- **Information given**:
• • • • •
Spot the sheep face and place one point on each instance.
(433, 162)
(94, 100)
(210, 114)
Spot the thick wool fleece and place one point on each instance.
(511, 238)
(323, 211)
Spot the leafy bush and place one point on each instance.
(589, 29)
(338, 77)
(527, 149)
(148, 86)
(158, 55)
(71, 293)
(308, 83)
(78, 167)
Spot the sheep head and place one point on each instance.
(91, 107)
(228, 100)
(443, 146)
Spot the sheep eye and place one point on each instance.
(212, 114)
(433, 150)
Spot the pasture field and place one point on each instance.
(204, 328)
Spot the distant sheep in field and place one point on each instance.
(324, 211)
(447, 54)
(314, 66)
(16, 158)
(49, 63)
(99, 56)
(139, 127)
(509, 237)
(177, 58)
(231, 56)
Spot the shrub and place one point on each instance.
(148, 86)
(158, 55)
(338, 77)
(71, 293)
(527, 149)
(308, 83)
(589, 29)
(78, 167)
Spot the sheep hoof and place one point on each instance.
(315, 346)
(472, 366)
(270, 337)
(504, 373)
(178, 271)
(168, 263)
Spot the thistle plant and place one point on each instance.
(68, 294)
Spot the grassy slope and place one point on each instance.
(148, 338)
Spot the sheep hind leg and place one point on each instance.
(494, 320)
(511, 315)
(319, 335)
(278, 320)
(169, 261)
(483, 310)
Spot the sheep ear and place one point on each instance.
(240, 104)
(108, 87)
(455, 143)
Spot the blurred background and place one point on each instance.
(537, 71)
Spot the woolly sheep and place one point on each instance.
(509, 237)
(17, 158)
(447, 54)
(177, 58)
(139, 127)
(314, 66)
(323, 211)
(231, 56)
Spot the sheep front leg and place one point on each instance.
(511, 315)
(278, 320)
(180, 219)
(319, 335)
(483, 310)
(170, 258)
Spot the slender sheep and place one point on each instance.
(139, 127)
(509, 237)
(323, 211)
• • • • •
- **Your task**: Could you rewrite the listing from the line with "Spot the sheep eye" through the end of the listing, swapping "shrub" for "hedge" and leaving everything else unchanged? Give only those lines.

- **Written answer**:
Spot the sheep eye and place one point on each instance.
(212, 114)
(433, 150)
Spot the pasture field and place one point on each instance.
(204, 328)
Spot the distant sheep in field and place one point on each instance.
(324, 211)
(447, 54)
(314, 66)
(16, 158)
(49, 63)
(99, 56)
(139, 127)
(509, 237)
(177, 58)
(231, 56)
Spot the hedge and place one point on each instance.
(148, 86)
(158, 55)
(338, 77)
(71, 293)
(527, 149)
(308, 83)
(589, 29)
(78, 167)
Spot the sheep hoof and place one point on each instance.
(315, 346)
(472, 366)
(270, 337)
(504, 373)
(178, 271)
(168, 263)
Spot the thistle plant and place one point on each instance.
(68, 294)
Spot the grassy slope and place one point on each instance.
(148, 338)
Spot the sheep hind leg and place one point on each instance.
(494, 320)
(511, 315)
(319, 335)
(278, 320)
(169, 261)
(483, 310)
Spot the sheep ear and place one point on each instance.
(240, 104)
(108, 87)
(455, 143)
Spot the blurred background and place one point on each instance.
(537, 71)
Spot the woolly sheep and place one point on each instance.
(509, 237)
(17, 158)
(447, 54)
(177, 58)
(139, 127)
(314, 66)
(323, 211)
(231, 56)
Spot the sheep front leg and place one point on each instance.
(511, 315)
(278, 320)
(180, 219)
(319, 335)
(483, 310)
(170, 258)
Spot the slender sheep and place one point on each instance.
(139, 127)
(509, 237)
(323, 211)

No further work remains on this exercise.